Tinyeko Captain Ndhlovu, Curator: Insignia, Memorial Plaques, Postal History, DITSONG: National Museum of Military History
Our beautiful country, South Africa, recently marked the 65th anniversary of the Imbokodo generation, strong and courageous women who walked tall and marched against the Apartheid and pass laws in the streets of Pretoria in 1956. However, gender-based violence (GBV), violence against women and girls (VAGW), and femicide have continued to be a global tendency that have infiltrated into societies, schools, churches, public spaces and even workplaces. Unfortunately, South Africa as a country and members of the South African National Defence Force (SANDF) are not spared from this torture, because GBV, VAWG, Sexual Exploitation Abuse (SEA), and other sexual transgressions are rated high, and even against their own fellow military women.. This paper focuses on the challenges military women face and the recent SANDF drive towards zero tolerance ethos for GBV and SEA.
Figure 1: Women in the SANDF at a women’s parade, Cape Town, August 2019 (Image: courtesy of Ministerial Task Team (MTT) Report 2020).
“Not yet Uhuru”
- Imbokodo Generation Available at https://www.saha.org.za/women/national_womens_day.htm Accessed 17 September 2021.
- Approximately 25 to 40% of women have experienced physical GBV, Sexual violence and VAGW in their lifetime: https://cer.org.za/news/zero-tolerance-for-sexual-harassment-and-gender-based-violence Accessed 15 September 2021.
- SANDF sexual abuse and exploitation exposed: https://mg.co.za/article/2019-11-22-00-sandf-sexual-abuse-and-exploitation-exposed/ Accessed in 01 September 2021.
- Not yet Uhuru’ tittle song by Dr. Letta Mbulu (South African Music Icon)
This year we celebrate the 65th anniversary of the Imbokodo generation under the theme “The Legacy of Charlotte Mannya-Maxeke.” Imbokodo is a Zulu phrase referring to “a rock”, usually used in the African saying “Wathint’ abafanzi, wathint’ imbokodo”/ “You strike a woman, you strike a rock.” This saying is often used in several ways in describing the resilience of the women’s struggle against all sorts of ills. It is from this legacy of the Imbokodo generation, class, actions, and their wisdom, where we gather strength to keep fighting against any form of oppression and abuse against women (our siblings, sisters, and mothers) in any given time and in any environment. We should also not shy away from the questions and debates related to women’s total liberation from all sorts of GBV, domestic violence (DV), sexual violence (SV), VAWG, sexual harassment and assaults. Are we as a nation yet free? Are our women in our communities and the SANDF yet liberated? If not, how can they be liberated?

## Material provided
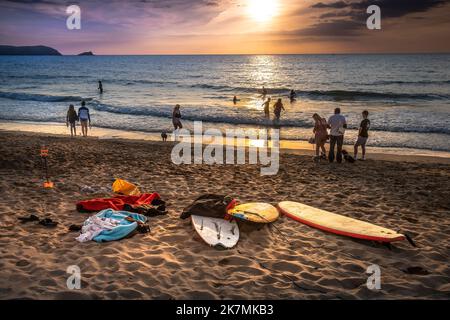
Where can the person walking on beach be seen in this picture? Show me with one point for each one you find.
(363, 135)
(277, 107)
(320, 136)
(71, 120)
(264, 92)
(84, 117)
(176, 117)
(337, 124)
(266, 106)
(292, 95)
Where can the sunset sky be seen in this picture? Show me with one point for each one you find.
(228, 26)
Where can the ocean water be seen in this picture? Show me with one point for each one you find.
(408, 96)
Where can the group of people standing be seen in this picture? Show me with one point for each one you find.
(337, 125)
(83, 116)
(73, 117)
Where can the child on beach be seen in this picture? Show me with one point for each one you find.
(320, 136)
(267, 108)
(100, 87)
(277, 107)
(84, 117)
(337, 124)
(176, 118)
(71, 120)
(363, 135)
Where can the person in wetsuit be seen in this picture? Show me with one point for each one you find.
(71, 120)
(84, 117)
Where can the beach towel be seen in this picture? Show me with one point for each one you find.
(125, 188)
(116, 203)
(209, 205)
(110, 225)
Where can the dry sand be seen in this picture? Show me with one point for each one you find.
(173, 263)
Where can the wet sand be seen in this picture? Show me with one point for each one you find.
(171, 262)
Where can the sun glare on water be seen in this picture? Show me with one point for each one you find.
(262, 10)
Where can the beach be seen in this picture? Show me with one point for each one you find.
(287, 260)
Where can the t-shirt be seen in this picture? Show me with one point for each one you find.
(365, 126)
(337, 122)
(83, 114)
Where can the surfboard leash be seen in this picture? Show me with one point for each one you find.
(271, 224)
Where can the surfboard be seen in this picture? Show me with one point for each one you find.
(216, 232)
(336, 223)
(255, 212)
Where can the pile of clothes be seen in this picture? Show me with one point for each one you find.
(119, 216)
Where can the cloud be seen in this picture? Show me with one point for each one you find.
(347, 18)
(390, 8)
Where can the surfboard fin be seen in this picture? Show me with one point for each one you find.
(408, 237)
(411, 242)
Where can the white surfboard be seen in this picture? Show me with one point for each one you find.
(216, 232)
(337, 223)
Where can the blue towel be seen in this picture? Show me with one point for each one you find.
(123, 229)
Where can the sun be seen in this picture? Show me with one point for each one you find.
(262, 10)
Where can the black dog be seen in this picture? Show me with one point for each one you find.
(348, 157)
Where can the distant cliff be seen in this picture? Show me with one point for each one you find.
(88, 53)
(28, 51)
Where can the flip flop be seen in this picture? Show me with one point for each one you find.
(31, 218)
(47, 222)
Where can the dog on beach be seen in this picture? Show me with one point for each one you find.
(348, 157)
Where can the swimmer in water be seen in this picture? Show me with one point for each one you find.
(267, 108)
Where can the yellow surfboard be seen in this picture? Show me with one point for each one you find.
(337, 223)
(255, 212)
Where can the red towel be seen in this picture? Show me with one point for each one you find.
(116, 203)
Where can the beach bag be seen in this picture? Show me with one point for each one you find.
(125, 188)
(209, 205)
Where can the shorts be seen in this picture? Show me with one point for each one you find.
(361, 141)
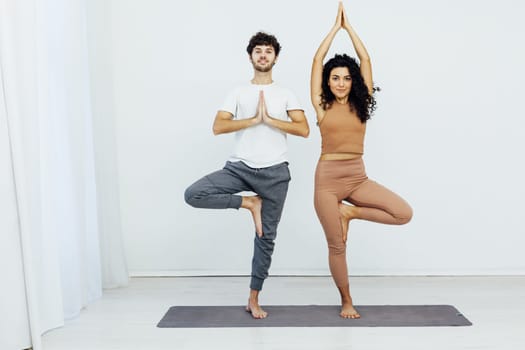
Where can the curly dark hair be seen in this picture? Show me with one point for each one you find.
(359, 99)
(261, 38)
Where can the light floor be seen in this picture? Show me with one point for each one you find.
(126, 318)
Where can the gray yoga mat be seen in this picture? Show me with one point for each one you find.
(314, 316)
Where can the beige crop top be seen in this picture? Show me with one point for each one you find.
(341, 130)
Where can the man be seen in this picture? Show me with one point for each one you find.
(261, 114)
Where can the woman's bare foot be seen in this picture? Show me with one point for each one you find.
(347, 213)
(253, 306)
(348, 311)
(347, 306)
(254, 205)
(255, 310)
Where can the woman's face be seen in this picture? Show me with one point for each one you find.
(340, 82)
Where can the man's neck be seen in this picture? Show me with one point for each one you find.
(262, 78)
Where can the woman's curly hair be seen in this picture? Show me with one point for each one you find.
(359, 99)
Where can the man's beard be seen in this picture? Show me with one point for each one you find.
(263, 69)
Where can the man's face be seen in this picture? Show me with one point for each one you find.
(263, 58)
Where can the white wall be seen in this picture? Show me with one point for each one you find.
(447, 134)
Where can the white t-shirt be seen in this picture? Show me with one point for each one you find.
(260, 146)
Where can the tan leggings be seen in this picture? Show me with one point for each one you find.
(337, 180)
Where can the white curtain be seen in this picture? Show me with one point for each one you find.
(54, 222)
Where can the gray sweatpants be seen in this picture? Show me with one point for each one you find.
(219, 190)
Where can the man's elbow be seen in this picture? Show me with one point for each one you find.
(217, 130)
(305, 132)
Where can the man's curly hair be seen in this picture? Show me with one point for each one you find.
(261, 38)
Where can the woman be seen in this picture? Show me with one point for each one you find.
(342, 95)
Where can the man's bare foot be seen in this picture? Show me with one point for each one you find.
(348, 311)
(347, 213)
(254, 205)
(254, 308)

## Short problem
Pick up the article on gender-based violence and women in the South African military right after its last sentence, and write the next part.

## Response to the task
Pre-1994 South African military environment
During the pre-colonial African era and globally, military environments were predominated by patriarchal societies. Examples are the Zulu Kingdom Warriors under the leadership of King Shaka Zulu kaSenzangakhona (1787-1828), and the French Military Army under Emperor Napoleon Bonaparte (1769-1821). During the colonial era (since 1912), the South African military environment consisted predominantly of white males as the combat force, while black males were restricted to non-combat roles. Consequently, the army was also viewed patriarchal with no safe place for girls or women. For instance, pre-1994 the South African Defence Force (SADF) regarded and used their militarised space as a rite of passage, where “white boys were converted into men”. However, white women did serve during World War I and II under the Union Defence Force (UDF) with supportive and caring roles as from the1940s. From the 1970s, the roles of white SADF females were non-combative or they were employed as auxiliaries. The SADF’s women were trained separately and their barracks were also apart from males. A special Army Women’s College was opened in George in 1971. However, females were encouraged to stick to their femininity, to allow the “soldier fitted custom” and male bonding to proceed.
Black females also have a strong military background of being part of the liberation struggle which emerged during the 1960s. Post the 1976 Soweto Uprising, many young females escaped from South Africa to join the Umkhonto we Sizwe (MK) of the African National Congress (ANC) and the Azanian People’s Liberation Army (APLA) of the Pan African Congress, which they predominantly operated while in exile/outside South Africa in countries such as Angola, Mozambique, Swaziland, Tanzania, and Zambia. MK and APLA comprised of males and females with combative roles. They trained together as colleagues with one mandate to fight and demobilise the Apartheid government.
The South African military environment: post-1994
Post 1994, both patriarchal black and white men had to accommodate, transform, and share their militarised environment with women as their equals. At the dawn of democracy in 1994 the South African military environment had a mandate to be transformed and be of service to a democratic society. The SADF, statutory forces Bantustan TBVC and non-statutory forces, MK of ANC, APLA of PAC, the Kwa-Zulu Self-Protection Units of Inkantha Freedom Party (IFP) were integrated into the new South African National Defence Force (SANDF).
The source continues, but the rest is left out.